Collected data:
━━━━━━━━━━━━━━━━━━━━
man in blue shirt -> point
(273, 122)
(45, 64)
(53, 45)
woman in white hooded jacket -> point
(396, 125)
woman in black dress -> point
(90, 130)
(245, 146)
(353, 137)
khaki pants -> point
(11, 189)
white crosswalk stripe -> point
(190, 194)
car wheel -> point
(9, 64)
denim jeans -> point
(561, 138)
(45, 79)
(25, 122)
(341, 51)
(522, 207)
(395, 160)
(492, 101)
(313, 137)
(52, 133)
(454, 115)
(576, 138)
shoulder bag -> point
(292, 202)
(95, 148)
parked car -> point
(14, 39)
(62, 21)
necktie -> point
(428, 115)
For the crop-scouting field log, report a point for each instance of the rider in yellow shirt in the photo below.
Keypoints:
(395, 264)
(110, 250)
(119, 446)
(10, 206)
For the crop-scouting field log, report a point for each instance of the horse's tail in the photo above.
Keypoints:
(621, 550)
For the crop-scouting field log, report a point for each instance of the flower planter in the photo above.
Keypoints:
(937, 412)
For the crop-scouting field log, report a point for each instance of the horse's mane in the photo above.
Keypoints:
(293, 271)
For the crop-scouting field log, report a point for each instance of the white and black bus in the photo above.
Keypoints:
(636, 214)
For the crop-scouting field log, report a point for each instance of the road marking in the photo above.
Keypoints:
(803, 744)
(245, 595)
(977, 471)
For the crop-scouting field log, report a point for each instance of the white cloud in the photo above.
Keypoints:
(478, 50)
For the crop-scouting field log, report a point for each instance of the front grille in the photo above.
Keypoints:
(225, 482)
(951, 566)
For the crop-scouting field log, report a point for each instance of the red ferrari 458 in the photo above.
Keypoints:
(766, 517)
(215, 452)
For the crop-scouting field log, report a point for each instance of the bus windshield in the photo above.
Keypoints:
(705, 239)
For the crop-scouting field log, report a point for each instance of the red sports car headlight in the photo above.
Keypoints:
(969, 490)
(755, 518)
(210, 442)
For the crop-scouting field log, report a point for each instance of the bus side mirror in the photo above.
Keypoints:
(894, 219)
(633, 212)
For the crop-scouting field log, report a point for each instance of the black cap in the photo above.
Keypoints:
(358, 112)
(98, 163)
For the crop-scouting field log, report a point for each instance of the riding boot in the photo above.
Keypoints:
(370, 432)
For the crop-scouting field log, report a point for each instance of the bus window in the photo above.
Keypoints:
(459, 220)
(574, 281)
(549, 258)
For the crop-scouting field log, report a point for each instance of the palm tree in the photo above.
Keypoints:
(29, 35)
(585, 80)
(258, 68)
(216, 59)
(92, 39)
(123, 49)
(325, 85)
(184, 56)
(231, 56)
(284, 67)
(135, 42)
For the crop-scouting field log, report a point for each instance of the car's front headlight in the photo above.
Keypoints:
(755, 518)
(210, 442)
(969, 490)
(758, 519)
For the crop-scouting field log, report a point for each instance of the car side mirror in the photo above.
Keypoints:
━━━━━━━━━━━━━━━━━━━━
§ Your task
How many lines in the entries above include the string "headlight"? Answer with the number only.

§ Answer
2